-- TASK PROMPT --
Exactly as they appear below, repeat the lines from the one with "point_to MUST indicate the rooftop" through the one with "point_to MUST indicate the green", and no others.

-- GIVEN DATA --
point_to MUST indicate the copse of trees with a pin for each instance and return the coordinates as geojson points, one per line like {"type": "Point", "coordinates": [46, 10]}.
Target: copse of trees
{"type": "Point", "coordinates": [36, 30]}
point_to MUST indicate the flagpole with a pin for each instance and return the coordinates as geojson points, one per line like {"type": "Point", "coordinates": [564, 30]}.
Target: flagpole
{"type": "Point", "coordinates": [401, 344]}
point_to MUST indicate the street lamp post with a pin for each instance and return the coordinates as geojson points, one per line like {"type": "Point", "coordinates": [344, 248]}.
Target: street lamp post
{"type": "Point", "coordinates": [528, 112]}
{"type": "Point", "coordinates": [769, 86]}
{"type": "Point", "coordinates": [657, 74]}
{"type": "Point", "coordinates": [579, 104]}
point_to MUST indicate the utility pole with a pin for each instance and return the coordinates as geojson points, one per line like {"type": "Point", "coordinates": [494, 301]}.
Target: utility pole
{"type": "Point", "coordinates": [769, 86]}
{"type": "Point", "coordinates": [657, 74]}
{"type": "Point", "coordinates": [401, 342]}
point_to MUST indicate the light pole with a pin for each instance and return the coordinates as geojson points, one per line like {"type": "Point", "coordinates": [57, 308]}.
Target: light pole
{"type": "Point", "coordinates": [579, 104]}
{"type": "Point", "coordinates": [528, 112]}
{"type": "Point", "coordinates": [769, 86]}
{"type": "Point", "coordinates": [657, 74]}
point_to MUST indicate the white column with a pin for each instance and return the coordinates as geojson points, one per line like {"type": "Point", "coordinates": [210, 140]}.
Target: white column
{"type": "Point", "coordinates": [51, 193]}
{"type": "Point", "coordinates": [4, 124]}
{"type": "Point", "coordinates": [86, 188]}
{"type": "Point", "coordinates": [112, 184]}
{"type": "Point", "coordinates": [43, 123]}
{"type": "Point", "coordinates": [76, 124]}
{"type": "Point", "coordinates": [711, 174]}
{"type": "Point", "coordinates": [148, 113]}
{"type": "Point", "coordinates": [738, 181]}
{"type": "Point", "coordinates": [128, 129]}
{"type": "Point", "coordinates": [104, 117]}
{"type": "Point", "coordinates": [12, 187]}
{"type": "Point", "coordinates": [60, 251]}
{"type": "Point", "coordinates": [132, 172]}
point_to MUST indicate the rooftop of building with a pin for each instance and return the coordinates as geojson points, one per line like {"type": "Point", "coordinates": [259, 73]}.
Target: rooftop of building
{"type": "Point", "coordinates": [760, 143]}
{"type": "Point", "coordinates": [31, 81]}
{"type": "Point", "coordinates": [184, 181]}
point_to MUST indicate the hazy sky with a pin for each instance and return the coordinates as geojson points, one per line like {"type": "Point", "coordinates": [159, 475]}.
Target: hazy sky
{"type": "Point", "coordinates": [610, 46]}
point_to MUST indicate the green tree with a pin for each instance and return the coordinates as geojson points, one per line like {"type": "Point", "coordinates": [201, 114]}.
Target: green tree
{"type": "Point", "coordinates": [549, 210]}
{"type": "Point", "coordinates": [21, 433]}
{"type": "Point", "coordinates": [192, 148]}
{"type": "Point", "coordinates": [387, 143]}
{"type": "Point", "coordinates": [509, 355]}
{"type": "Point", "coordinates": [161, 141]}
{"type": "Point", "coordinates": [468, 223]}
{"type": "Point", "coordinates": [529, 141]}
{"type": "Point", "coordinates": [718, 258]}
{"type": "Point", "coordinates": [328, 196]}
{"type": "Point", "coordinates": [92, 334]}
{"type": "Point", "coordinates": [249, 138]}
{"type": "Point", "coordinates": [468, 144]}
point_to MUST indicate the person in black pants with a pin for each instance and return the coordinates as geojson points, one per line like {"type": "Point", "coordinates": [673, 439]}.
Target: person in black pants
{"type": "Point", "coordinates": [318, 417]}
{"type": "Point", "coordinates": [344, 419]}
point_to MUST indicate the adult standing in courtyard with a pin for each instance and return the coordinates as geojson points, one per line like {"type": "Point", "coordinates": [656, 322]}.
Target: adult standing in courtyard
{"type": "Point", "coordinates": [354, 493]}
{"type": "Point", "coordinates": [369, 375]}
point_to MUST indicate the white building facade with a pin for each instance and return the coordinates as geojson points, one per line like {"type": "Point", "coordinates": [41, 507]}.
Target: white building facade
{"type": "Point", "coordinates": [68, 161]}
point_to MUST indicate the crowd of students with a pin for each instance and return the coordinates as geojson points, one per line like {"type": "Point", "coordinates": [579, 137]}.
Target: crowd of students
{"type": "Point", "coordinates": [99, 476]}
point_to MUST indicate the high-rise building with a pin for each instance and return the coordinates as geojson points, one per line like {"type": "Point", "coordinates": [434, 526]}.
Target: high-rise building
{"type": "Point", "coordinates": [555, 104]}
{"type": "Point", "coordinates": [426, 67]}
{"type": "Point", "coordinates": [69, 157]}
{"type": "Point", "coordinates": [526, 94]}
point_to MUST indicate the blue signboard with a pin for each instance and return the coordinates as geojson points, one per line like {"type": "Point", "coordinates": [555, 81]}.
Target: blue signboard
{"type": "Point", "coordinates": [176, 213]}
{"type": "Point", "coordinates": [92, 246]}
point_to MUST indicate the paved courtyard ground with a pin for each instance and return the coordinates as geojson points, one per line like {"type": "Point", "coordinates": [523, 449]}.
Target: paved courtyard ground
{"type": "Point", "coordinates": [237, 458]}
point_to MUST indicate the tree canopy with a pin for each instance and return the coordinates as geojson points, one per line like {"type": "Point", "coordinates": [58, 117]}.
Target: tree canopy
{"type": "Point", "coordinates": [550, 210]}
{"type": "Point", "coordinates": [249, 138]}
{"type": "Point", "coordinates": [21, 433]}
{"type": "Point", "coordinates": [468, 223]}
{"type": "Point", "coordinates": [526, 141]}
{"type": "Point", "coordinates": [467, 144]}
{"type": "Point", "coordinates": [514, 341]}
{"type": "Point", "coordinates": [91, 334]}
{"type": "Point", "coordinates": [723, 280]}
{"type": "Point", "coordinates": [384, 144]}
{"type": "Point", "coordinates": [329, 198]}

-- ANSWER BOX --
point_to MUST indicate the rooftop of building with a pin for each instance and return the coordinates as geojson points, one per line like {"type": "Point", "coordinates": [259, 73]}.
Target: rooftop of building
{"type": "Point", "coordinates": [760, 143]}
{"type": "Point", "coordinates": [31, 81]}
{"type": "Point", "coordinates": [184, 181]}
point_to MUST indicate the hazy sky with a pin for each instance and return the coordinates as geojson points, one per line like {"type": "Point", "coordinates": [159, 475]}.
Target: hazy sky
{"type": "Point", "coordinates": [610, 46]}
point_to MUST indicate the green tree with a pin for each instance and return the coordinates as geojson points, one per line like {"type": "Point", "coordinates": [201, 114]}.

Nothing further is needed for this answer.